● GIVEN PASSAGE

SHANGHAI, March 25, 2016 /PRNewswire/ -- Taomee Holdings Limited (NYSE: TAOM) ("Taomee" or the "Company"), a leading children's entertainment and media company in China, today announced that it has called an extraordinary general meeting of shareholders (the "EGM"), to be held on April 15, 2016 at 10:00 a.m. (Beijing Time) at the offices of 16/F, Building No. A-2, No. 1528 Gumei Road, Xuhui District, Shanghai, China, to consider and vote on, among other matters, the proposal to authorize and approve the previously announced agreement and plan of merger (the "Merger Agreement") dated as of December 11, 2015, by and among the Company, Orient TM Parent Limited ("Parent") and Orient TM Merger Limited, a wholly-owned subsidiary of Parent ("Merger Sub"), the plan of merger required to be filed with the Registrar of Companies of the Cayman Islands in connection with the Merger (as defined below) (the "Plan of Merger"), and the transactions contemplated thereby, including the Merger.

● SET TASK
Please say where the Taomee announcement places the extraordinary general meeting of shareholders.

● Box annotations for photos
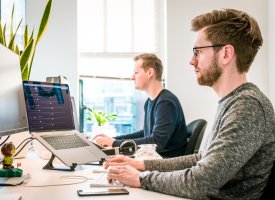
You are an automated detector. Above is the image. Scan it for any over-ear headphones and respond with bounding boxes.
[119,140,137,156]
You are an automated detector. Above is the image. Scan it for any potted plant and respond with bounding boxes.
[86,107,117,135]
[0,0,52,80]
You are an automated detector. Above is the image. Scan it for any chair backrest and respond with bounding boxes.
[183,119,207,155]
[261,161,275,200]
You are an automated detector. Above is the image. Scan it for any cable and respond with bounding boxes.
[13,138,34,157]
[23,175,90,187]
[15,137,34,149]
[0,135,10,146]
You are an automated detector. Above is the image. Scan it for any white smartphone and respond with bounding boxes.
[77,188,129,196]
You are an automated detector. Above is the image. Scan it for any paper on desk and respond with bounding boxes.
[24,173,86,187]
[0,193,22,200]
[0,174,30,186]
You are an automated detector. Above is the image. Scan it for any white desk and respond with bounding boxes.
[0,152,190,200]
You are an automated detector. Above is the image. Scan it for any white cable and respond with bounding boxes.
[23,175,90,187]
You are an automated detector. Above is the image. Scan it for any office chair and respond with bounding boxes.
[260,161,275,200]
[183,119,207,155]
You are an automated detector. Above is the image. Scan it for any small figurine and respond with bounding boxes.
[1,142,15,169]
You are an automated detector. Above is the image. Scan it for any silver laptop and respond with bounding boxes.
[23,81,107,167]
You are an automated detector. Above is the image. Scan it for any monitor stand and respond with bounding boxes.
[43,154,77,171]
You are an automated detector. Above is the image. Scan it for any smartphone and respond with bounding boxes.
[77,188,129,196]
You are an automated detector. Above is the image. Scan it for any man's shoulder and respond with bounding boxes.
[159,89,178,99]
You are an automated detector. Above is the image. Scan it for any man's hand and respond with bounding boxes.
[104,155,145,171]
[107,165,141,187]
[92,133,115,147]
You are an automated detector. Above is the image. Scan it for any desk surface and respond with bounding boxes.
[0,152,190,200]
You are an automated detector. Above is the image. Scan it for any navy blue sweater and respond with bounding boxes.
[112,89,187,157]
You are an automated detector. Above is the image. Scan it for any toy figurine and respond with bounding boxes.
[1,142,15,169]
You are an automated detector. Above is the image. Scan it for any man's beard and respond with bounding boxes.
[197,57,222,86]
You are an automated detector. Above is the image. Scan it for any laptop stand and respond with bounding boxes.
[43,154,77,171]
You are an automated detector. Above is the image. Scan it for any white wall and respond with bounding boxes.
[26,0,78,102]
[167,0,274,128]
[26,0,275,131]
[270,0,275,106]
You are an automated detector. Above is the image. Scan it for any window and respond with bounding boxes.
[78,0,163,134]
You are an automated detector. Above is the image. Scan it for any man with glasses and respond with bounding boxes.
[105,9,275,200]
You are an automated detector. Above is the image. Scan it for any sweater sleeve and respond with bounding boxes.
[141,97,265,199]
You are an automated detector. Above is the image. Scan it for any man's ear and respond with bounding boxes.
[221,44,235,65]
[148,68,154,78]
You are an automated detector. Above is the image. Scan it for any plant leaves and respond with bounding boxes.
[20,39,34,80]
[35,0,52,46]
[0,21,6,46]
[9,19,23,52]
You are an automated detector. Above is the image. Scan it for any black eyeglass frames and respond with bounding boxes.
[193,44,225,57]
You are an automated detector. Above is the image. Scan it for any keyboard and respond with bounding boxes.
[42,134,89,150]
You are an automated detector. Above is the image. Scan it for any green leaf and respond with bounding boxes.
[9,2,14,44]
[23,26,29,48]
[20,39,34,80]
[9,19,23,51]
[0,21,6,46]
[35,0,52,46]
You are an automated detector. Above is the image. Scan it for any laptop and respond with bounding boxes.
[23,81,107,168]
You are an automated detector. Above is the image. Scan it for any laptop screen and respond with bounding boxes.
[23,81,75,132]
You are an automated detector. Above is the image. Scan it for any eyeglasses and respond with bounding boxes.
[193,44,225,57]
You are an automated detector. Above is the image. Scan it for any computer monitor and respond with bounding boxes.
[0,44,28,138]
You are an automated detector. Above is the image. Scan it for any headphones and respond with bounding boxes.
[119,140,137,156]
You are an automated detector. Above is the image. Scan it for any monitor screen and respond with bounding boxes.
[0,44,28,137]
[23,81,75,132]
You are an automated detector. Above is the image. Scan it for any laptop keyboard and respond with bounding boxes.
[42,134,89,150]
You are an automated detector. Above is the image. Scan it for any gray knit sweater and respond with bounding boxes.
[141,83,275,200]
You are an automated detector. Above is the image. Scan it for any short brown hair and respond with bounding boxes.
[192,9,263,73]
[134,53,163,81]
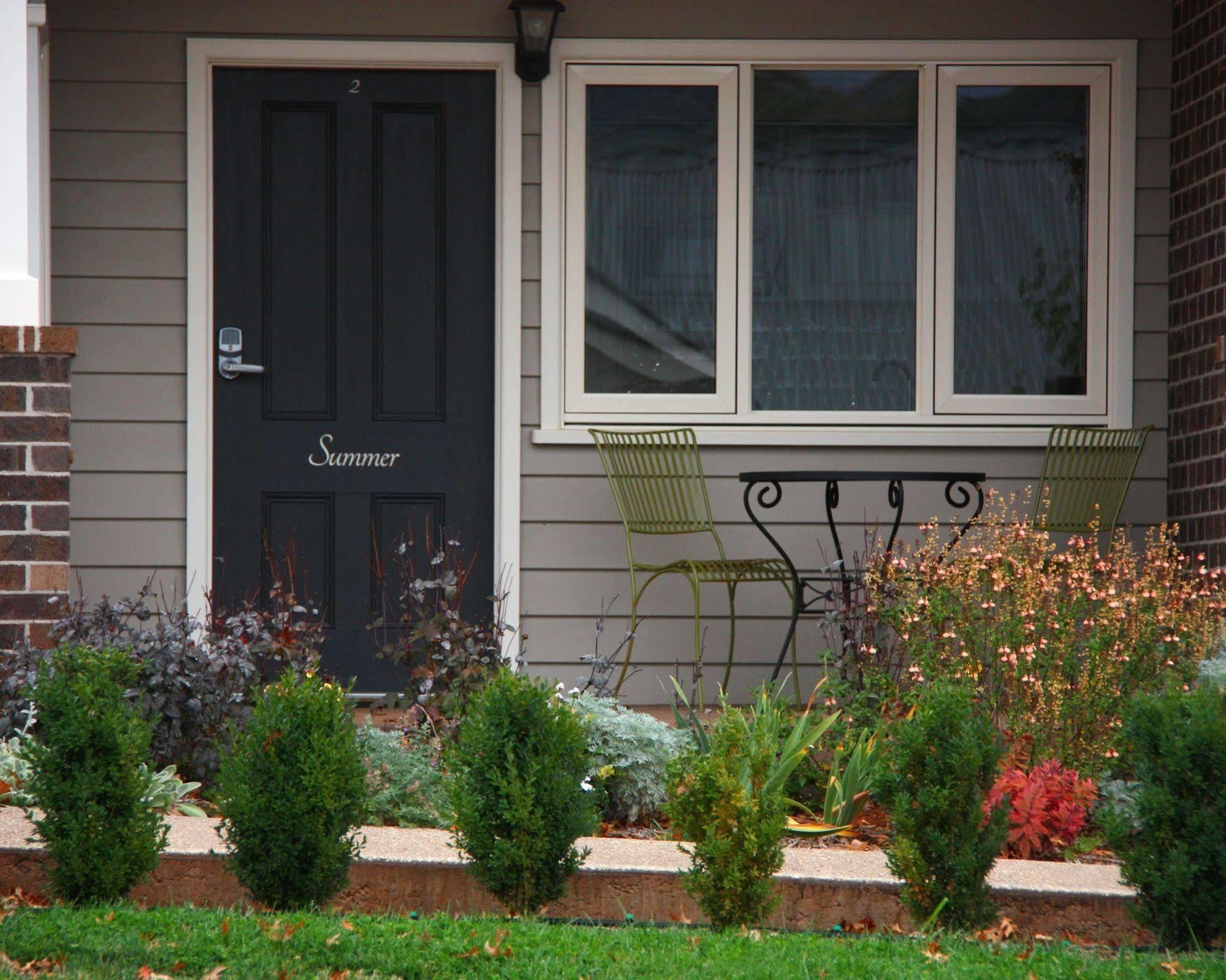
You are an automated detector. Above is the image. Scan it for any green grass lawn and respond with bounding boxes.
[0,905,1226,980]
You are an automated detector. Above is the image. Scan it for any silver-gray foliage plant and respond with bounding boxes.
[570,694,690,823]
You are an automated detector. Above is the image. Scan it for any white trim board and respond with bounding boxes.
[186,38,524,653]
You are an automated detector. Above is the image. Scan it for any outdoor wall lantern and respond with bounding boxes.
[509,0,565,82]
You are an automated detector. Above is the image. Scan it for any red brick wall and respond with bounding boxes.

● ANSWER TO THIS EXERCISE
At the offices of 16/F, Building No. A-2, No. 1528 Gumei Road, Xuhui District, Shanghai, China.